Source document:
*** Begin section ***

Mysql – Both replication masters stop by themselves

MySQLreplication

I did a master/master replication with MySQL on a Gentoo OVH Release 2, all work fine in my test phase. I put it in production, the replication works fine for 1 or 2 days, but this morning, I don't know why, my slave stops running!

So now the log position is bad. I can't just restart slave and my replication doesn't work.

I want a master/master replication to make a backup server with an IP failover, so only one server is writing/reading in the database at same time.

When I go to MySQL and click on Show slave status, I see an error like:

Error 'Duplicate entry '411465' for key 1' on query. Default database …. etc.

Did this error stop my replication? If yes, why do I get this error? The second server does nothing on the database, so normally, there is no problem with the autoincrement, right?

Best Answer

The provided error Error 'Duplicate entry '411465' for key 1' on query means that the slave read and attempted to execute a binary log event to insert a row that already existed, ie. the same value 411465 for your primary key.

The most likely cause of this is the the insert was executed on the slave. To diagnose the query, you would use mysqlbinlog and use the binary log coordinates from SHOW SLAVE STATUS. This will give you the server-id that the query originated from, which will match either your main master or 'passive' master.

Once you determine the query, you can identify the row on the server that is throwing the slave error to determine next steps. You can choose to :

  • skip the entry using SET GLOBAL sql_slave_skip_counter=1 to proceed to the next binary log statement
  • Delete the specific row on the server and start slave to have the statement run from replication.

However, you need to take steps to understand how the mismatch occurred, or you're going to run into this again. This will require some more detective work from your end using mysqlbinlog.

If, as you say, only one master is writeable at a time, you should ensure the following:

  • passive master is read_only=1 and your failover solution is able to modify read_only.
  • the user that your application runs as (or any other non-trusted user) does not have the SUPER privilege. Any user with SUPER privilege can execute statements even on read_only=1 servers.
  • setup pt-table-checksum to ensure the data is in sync on both servers.

*** End section ***

Recorded data:
*** Begin section ***

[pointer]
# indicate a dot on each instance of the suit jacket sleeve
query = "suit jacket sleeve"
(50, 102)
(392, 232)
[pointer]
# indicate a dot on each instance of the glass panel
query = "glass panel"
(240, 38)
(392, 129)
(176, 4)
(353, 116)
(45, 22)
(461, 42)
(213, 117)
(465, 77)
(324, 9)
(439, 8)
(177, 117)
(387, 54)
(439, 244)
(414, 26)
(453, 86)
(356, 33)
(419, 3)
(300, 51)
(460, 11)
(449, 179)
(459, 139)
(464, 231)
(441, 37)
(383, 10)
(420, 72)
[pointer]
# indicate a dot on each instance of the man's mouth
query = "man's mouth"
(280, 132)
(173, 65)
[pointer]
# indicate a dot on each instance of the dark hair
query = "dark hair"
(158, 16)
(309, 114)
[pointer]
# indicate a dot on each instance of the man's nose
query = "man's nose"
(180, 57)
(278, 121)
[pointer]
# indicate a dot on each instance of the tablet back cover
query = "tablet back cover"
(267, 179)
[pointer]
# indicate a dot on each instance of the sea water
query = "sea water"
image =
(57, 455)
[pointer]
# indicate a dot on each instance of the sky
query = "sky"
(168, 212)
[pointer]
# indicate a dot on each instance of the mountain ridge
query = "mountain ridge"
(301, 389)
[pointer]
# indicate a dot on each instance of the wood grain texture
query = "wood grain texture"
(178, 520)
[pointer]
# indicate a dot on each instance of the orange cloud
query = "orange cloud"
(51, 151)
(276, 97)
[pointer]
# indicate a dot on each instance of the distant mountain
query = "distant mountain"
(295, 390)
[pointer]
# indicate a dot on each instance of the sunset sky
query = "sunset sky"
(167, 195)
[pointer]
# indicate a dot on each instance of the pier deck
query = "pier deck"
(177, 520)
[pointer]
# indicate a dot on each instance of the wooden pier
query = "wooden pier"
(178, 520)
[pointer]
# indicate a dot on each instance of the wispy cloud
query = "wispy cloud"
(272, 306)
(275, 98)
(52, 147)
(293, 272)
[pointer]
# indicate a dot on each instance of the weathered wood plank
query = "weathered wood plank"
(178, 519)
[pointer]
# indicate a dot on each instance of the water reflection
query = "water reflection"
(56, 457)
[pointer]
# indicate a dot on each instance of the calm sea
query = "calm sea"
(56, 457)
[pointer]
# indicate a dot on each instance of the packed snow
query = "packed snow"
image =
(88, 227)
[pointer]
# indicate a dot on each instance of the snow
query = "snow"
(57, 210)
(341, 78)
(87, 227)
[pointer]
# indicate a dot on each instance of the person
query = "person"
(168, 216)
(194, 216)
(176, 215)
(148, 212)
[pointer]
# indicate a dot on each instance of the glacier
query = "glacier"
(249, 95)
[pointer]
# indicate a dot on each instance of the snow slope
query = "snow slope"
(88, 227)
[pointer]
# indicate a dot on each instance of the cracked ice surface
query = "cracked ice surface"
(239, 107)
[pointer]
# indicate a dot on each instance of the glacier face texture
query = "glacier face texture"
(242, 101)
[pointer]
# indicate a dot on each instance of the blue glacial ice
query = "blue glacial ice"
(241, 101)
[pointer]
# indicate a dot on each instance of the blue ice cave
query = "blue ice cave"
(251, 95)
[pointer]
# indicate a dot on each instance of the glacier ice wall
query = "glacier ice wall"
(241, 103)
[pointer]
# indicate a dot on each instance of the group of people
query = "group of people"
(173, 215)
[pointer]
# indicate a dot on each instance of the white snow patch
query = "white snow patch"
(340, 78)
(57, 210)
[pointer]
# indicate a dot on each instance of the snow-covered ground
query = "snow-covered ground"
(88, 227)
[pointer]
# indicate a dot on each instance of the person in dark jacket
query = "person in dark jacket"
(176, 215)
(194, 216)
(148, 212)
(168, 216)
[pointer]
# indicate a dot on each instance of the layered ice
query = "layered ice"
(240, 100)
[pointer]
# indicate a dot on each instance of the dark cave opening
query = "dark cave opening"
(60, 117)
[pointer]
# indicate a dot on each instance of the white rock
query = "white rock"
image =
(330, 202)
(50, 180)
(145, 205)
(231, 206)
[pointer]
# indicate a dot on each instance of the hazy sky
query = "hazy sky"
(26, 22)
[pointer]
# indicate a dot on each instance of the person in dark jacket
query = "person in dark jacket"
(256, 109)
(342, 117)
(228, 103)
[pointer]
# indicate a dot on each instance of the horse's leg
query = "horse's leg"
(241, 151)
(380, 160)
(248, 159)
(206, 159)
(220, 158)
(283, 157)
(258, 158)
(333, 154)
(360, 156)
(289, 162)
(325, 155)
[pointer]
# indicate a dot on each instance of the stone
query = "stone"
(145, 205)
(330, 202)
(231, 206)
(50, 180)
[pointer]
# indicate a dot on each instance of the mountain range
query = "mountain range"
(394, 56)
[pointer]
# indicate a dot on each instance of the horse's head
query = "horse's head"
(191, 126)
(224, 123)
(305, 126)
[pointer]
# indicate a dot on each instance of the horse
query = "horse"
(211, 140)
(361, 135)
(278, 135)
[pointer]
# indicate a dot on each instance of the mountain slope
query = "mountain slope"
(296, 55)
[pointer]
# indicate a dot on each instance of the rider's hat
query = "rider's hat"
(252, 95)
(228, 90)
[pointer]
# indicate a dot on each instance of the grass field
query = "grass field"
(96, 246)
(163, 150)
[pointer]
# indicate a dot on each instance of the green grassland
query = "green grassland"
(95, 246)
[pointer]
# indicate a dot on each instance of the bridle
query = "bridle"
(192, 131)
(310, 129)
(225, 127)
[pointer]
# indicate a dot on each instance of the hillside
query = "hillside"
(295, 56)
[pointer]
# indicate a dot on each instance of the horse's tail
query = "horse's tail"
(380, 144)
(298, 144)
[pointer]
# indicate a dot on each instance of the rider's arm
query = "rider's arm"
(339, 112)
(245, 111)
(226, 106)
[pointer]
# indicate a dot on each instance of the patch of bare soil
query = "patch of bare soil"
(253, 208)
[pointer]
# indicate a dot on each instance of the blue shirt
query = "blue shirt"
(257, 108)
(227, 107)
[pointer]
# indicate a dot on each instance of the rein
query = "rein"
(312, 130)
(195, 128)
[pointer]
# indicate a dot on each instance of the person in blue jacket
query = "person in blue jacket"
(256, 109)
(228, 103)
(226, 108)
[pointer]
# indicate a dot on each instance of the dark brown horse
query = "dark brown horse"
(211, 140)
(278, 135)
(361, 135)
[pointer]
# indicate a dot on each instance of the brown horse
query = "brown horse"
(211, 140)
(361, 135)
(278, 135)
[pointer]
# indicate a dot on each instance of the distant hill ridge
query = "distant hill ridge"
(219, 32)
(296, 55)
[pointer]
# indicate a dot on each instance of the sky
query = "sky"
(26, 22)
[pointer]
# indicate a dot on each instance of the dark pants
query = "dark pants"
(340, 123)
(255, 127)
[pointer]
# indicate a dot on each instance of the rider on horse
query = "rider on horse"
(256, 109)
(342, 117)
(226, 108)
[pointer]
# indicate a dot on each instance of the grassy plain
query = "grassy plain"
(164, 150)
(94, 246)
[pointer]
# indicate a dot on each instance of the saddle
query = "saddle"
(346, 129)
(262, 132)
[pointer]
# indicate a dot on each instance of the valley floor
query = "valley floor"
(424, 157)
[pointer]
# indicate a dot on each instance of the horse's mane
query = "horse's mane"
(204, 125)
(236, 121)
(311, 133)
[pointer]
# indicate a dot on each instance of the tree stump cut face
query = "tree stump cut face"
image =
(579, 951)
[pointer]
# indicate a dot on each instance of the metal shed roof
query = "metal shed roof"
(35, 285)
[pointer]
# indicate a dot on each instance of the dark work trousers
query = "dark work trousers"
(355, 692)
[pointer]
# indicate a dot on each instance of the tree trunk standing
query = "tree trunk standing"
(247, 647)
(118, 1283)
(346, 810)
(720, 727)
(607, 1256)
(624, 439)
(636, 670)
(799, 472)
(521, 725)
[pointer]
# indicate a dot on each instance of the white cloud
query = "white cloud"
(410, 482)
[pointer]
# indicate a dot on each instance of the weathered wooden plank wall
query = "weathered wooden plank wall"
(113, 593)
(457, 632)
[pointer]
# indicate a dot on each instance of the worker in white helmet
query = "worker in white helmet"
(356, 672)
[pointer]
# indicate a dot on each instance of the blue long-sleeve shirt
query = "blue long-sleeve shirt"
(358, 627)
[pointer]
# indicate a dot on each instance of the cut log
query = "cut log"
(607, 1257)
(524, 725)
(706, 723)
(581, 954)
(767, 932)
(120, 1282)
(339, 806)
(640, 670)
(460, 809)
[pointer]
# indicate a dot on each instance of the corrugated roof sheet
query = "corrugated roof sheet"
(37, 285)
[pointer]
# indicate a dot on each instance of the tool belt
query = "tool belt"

*** End section ***

Description of the task: In the MySQL replication thread, which privilege allows a user to execute statements even on servers set to read_only=1?

Task solution: The SUPER privilege.